▸ Excerpted passage
◇ ◇ ◇ ◇ ◇

Transparent Cache Implementation Using Squid

**patris1** · 2010-02-20, 04:50 PM

کد:

http://www.visolve.com/squid/whitepapers/trans_caching.php

Internet traffic is growing at a phenomenal rate, and such rapid increase in network traffic has created numerous networking challenges for ISPs and enterprises, like increased bandwidth cost for ISP's, bandwidth congestion, poor response time for end users and cost-efficient network / customer base scalability. The most efficient solution to these networking problems is to use your existing network infrastructure to localize traffic patterns, enabling content requests to be fulfilled locally. Increased speed/ decreased latency without the cost of additional bandwidth has catapulted caching software and appliances into a prominent place among the fastest growing segments of Internet technology.

Introduction

A transparent cache is so named because it works by intercepting the network traffic transparently to the browser. In this mode, the cache short-circuits the retrieval process if the desired file is in the cache. Transparent caches are especially useful to ISPs because they require no browser setup modification. Transparent caches are also the simplest way to use a cache internally on a network, because they do not require explicit coordination with other caches. The purpose of this white paper is to discuss the various methods of implementating transparent caching using Squid on Linux with a policy based router, an externalL4 switch, and an L4 switch inside the Linux Squid box. First, some basic concepts will be discussed, followed by the advantages of transparent caching, and finally redirecting packets to Squid using IP-Chains.

What is transparent caching?

The full explanation about the term "Transparent Caching and Transparent Proxying" depends on the context, but we can assume the context here is HTTP proxy/caches with transparent hijacking of port 80, which is the default HTTP traffic in the internet.

◇ ◇ ◇ ◇ ◇

▸ Aim 1
Recast the rows as a JSON list of strings, one string per line, omitting blank lines and leaving out the pictures. Begin at the first line of the rows and stop after the line that contains "0 212 626 418".

Rows from a data source
◇ ◇ ◇ ◇ ◇

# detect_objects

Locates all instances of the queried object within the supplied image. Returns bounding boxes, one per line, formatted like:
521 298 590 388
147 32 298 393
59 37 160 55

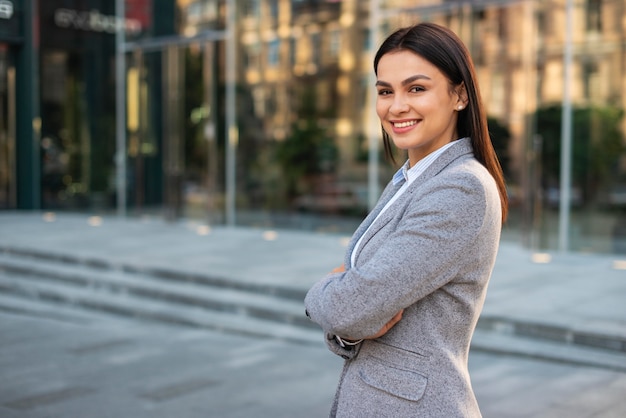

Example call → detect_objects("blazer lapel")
345 138 473 266
344 182 404 266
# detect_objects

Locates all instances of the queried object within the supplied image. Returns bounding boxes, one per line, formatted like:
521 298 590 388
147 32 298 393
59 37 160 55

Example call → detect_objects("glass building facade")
0 0 626 254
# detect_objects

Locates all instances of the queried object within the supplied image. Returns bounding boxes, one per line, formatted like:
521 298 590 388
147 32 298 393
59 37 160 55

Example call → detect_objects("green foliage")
276 87 338 197
537 105 626 202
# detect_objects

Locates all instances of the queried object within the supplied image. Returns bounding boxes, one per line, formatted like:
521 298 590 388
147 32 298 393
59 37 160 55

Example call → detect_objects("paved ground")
0 313 626 418
0 212 626 418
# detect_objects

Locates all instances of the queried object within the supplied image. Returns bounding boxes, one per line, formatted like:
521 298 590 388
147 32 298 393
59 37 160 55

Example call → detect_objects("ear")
454 82 469 111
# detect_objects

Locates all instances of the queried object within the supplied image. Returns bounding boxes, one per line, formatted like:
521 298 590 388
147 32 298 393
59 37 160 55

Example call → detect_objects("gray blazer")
305 138 501 418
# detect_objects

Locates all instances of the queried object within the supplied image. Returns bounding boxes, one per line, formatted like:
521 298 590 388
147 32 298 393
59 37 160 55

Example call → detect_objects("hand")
364 309 404 340
330 264 346 273
344 309 404 342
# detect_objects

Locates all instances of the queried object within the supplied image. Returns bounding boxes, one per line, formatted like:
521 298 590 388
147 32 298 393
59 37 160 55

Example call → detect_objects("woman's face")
376 50 467 167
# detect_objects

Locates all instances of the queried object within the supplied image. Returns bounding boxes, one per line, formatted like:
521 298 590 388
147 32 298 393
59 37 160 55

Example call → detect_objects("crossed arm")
331 264 404 342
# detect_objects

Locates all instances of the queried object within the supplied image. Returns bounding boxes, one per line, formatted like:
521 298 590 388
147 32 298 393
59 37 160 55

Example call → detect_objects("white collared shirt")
350 141 457 266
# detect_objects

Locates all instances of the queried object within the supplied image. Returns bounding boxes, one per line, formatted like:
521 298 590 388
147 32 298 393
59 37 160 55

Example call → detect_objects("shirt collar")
393 160 409 186
392 141 459 186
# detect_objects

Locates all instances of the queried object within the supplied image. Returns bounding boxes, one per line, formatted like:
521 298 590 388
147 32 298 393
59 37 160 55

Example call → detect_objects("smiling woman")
305 23 507 417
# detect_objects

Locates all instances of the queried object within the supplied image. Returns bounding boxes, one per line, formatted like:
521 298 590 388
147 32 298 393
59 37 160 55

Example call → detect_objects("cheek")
376 100 387 119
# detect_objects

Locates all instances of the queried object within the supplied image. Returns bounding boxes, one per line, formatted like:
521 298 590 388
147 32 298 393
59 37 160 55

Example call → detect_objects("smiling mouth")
392 120 417 128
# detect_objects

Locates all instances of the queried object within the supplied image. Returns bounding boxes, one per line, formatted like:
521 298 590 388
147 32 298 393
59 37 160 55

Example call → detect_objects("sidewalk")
0 212 626 369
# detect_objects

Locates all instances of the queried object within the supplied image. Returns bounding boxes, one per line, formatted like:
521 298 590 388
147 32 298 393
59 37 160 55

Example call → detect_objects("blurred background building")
0 0 626 254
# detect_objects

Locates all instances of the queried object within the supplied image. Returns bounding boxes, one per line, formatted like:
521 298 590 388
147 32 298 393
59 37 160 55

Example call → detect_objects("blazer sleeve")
305 170 499 338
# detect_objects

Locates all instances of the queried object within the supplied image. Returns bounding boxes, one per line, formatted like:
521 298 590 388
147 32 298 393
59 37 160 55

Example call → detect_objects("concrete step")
0 251 626 370
471 329 626 372
0 246 306 302
0 255 321 342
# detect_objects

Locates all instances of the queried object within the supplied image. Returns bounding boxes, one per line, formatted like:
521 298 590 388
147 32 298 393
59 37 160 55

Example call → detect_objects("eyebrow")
376 74 431 87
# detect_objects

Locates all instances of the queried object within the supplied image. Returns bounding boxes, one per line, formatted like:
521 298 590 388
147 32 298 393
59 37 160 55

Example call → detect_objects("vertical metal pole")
225 0 239 226
115 0 126 217
367 0 380 209
559 0 573 252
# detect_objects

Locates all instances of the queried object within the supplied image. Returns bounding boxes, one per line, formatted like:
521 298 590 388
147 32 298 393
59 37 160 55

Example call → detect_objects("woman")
305 23 507 418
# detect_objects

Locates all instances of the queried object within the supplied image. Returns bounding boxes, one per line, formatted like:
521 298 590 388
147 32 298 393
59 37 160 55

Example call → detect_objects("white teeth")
393 120 417 128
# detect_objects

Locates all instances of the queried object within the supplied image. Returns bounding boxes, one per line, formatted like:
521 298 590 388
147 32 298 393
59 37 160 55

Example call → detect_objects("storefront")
0 1 24 209
0 0 626 253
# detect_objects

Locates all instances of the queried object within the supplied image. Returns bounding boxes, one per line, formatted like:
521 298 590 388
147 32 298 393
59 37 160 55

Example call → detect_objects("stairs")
0 248 626 371
0 250 322 343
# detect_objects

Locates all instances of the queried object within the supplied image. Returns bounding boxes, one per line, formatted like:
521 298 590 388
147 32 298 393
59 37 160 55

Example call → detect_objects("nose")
389 94 409 115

◇ ◇ ◇ ◇ ◇

▸ Aim 2
Give the forum post on transparent caching with Squid again in full, reproducing it word for word.

▸ Answer 1
[
  "# detect_objects",
  "Locates all instances of the queried object within the supplied image. Returns bounding boxes, one per line, formatted like:",
  "521 298 590 388",
  "147 32 298 393",
  "59 37 160 55",
  "Example call → detect_objects(\"blazer lapel\")",
  "345 138 473 266",
  "344 182 404 266",
  "# detect_objects",
  "Locates all instances of the queried object within the supplied image. Returns bounding boxes, one per line, formatted like:",
  "521 298 590 388",
  "147 32 298 393",
  "59 37 160 55",
  "Example call → detect_objects(\"glass building facade\")",
  "0 0 626 254",
  "# detect_objects",
  "Locates all instances of the queried object within the supplied image. Returns bounding boxes, one per line, formatted like:",
  "521 298 590 388",
  "147 32 298 393",
  "59 37 160 55",
  "Example call → detect_objects(\"green foliage\")",
  "276 87 338 197",
  "537 105 626 202",
  "# detect_objects",
  "Locates all instances of the queried object within the supplied image. Returns bounding boxes, one per line, formatted like:",
  "521 298 590 388",
  "147 32 298 393",
  "59 37 160 55",
  "Example call → detect_objects(\"paved ground\")",
  "0 313 626 418",
  "0 212 626 418"
]

▸ Answer 2
Transparent Cache Implementation Using Squid

**patris1** · 2010-02-20, 04:50 PM

کد:

http://www.visolve.com/squid/whitepapers/trans_caching.php

Internet traffic is growing at a phenomenal rate, and such rapid increase in network traffic has created numerous networking challenges for ISPs and enterprises, like increased bandwidth cost for ISP's, bandwidth congestion, poor response time for end users and cost-efficient network / customer base scalability. The most efficient solution to these networking problems is to use your existing network infrastructure to localize traffic patterns, enabling content requests to be fulfilled locally. Increased speed/ decreased latency without the cost of additional bandwidth has catapulted caching software and appliances into a prominent place among the fastest growing segments of Internet technology.

Introduction

A transparent cache is so named because it works by intercepting the network traffic transparently to the browser. In this mode, the cache short-circuits the retrieval process if the desired file is in the cache. Transparent caches are especially useful to ISPs because they require no browser setup modification. Transparent caches are also the simplest way to use a cache internally on a network, because they do not require explicit coordination with other caches. The purpose of this white paper is to discuss the various methods of implementating transparent caching using Squid on Linux with a policy based router, an externalL4 switch, and an L4 switch inside the Linux Squid box. First, some basic concepts will be discussed, followed by the advantages of transparent caching, and finally redirecting packets to Squid using IP-Chains.

What is transparent caching?

The full explanation about the term "Transparent Caching and Transparent Proxying" depends on the context, but we can assume the context here is HTTP proxy/caches with transparent hijacking of port 80, which is the default HTTP traffic in the internet.